### WHAT TO DO:
Convert the items starting at the line containing "Where can the blue-green" and ending at the line containing "pixel 102 328" into a numbered list, leaving out any blank lines.

### PROVIDED INFORMATION:
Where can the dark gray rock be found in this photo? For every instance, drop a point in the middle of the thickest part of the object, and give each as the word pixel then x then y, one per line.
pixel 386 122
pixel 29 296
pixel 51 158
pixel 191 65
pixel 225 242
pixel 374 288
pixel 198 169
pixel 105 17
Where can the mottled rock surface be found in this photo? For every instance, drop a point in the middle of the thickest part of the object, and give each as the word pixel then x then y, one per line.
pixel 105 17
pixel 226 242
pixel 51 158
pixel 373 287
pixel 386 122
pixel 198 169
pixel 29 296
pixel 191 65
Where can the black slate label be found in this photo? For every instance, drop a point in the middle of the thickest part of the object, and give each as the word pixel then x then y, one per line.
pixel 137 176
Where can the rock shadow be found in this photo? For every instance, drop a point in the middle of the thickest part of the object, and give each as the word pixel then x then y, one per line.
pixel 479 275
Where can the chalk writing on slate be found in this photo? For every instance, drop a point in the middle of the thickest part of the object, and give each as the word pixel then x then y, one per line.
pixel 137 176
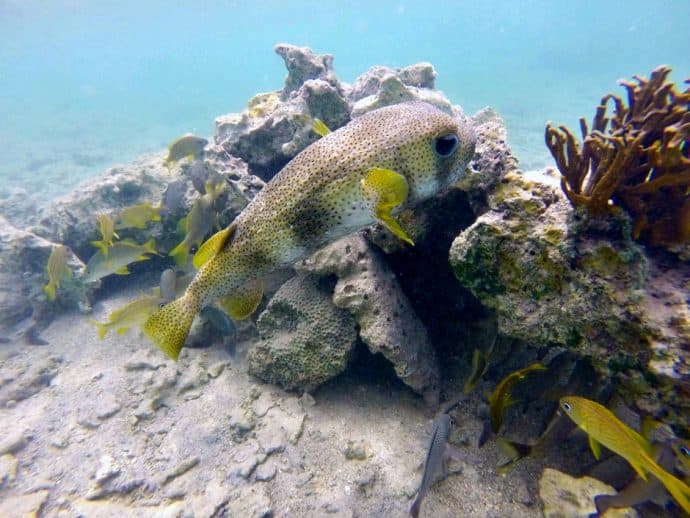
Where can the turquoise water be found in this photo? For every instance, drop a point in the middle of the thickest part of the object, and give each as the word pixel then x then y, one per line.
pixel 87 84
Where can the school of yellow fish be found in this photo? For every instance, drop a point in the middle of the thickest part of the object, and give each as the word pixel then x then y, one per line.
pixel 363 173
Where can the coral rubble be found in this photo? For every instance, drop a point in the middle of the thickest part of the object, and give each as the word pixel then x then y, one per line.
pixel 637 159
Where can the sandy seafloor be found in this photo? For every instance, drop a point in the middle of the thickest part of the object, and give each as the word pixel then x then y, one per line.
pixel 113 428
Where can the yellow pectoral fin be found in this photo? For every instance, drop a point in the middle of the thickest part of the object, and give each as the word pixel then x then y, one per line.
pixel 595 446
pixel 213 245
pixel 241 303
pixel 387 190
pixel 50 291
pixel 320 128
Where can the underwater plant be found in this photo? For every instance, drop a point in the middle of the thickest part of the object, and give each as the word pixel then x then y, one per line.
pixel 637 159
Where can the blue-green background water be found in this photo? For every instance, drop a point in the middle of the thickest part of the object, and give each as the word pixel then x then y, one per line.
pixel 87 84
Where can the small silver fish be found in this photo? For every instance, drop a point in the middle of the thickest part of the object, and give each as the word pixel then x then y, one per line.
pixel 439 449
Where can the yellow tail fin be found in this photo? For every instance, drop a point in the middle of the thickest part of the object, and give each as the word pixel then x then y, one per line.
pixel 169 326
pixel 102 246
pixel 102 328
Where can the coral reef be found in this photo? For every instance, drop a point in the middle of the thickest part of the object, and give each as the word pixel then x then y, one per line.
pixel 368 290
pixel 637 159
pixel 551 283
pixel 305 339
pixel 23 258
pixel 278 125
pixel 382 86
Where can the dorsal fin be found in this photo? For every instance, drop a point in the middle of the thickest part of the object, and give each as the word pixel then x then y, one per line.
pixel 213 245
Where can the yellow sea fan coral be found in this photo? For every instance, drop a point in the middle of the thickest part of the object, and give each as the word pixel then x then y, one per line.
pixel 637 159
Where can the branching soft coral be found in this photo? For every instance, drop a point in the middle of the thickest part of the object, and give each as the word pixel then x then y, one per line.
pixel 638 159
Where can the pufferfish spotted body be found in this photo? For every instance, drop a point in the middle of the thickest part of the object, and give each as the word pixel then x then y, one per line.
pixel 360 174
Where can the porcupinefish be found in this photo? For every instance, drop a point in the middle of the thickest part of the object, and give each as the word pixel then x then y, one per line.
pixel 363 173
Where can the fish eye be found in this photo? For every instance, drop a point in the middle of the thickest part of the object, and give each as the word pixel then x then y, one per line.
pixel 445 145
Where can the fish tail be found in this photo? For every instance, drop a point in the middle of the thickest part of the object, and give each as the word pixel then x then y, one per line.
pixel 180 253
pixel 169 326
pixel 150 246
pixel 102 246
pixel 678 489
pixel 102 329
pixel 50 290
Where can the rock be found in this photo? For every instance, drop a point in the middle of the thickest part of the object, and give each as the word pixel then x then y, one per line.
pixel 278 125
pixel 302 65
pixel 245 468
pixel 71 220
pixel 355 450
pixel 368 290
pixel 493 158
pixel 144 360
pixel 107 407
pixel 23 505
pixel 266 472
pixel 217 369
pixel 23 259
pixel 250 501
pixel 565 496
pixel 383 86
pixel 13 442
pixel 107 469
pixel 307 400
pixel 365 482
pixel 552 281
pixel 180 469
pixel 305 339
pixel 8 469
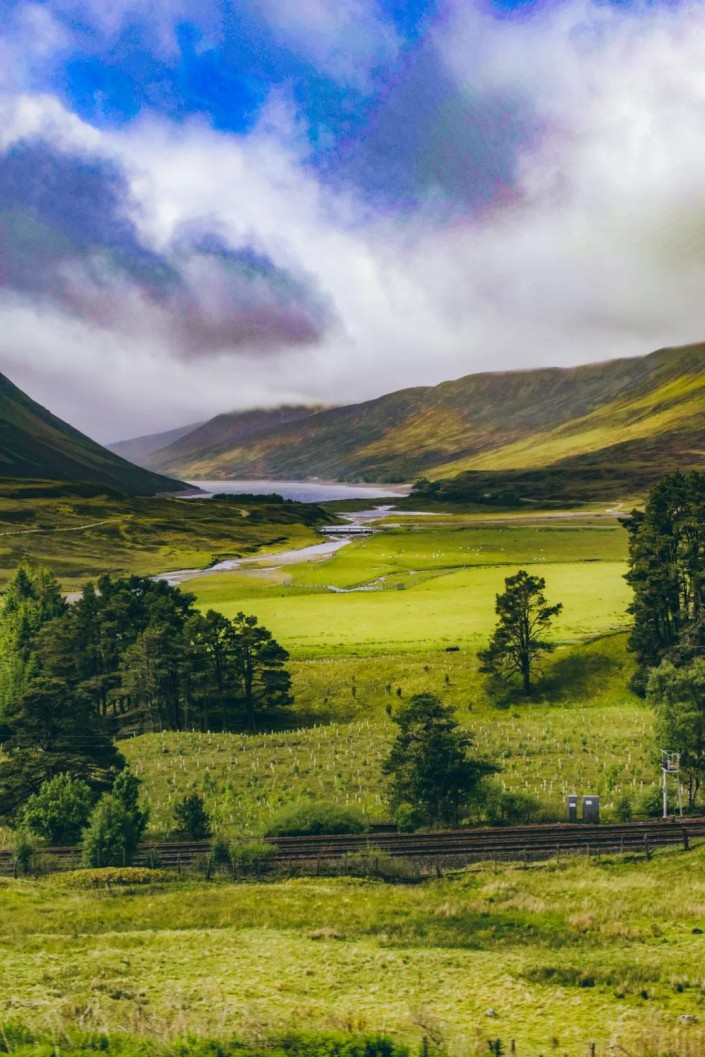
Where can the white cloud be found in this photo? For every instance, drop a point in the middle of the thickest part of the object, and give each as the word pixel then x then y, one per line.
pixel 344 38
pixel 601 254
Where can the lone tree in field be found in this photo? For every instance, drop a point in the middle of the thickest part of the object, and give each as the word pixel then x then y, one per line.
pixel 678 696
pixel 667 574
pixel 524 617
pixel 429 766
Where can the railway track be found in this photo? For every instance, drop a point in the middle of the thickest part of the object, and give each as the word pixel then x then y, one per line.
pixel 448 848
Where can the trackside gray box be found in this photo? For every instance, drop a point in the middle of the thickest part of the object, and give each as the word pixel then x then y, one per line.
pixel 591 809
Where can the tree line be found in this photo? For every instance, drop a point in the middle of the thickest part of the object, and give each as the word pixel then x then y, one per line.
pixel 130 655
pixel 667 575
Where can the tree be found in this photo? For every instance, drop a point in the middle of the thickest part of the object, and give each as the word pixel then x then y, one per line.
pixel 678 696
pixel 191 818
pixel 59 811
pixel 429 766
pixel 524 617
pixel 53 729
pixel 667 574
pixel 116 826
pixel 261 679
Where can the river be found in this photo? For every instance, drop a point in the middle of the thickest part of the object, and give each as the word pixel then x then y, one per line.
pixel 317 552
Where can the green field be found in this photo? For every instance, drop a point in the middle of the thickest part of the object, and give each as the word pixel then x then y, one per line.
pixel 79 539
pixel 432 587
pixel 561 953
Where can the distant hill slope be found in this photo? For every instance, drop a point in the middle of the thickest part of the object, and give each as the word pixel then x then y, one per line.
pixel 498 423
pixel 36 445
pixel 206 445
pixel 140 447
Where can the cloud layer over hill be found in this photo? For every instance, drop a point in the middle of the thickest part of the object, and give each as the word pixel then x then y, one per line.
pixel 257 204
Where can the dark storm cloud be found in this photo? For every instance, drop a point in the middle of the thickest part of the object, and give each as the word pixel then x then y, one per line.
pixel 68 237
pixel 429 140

### RESULT FOR THIS TASK:
1. Where can the blue-green background water be found in this photo? For every instance, drop a point in the middle of the thickest part of the object, and give each as the word pixel then x then y, one per line.
2. pixel 87 84
3. Where can the small silver fish be found in this photo? For every instance, drop a point in the middle of the thickest part of the object, and give each as the word pixel then x then y, one per line.
4. pixel 439 449
5. Where can the yellow tail fin be found in this photo? For every instance, drop a point in the middle of the thickest part of the object, and give each as the word pixel then x then y, one per line.
6. pixel 169 326
7. pixel 102 246
8. pixel 102 328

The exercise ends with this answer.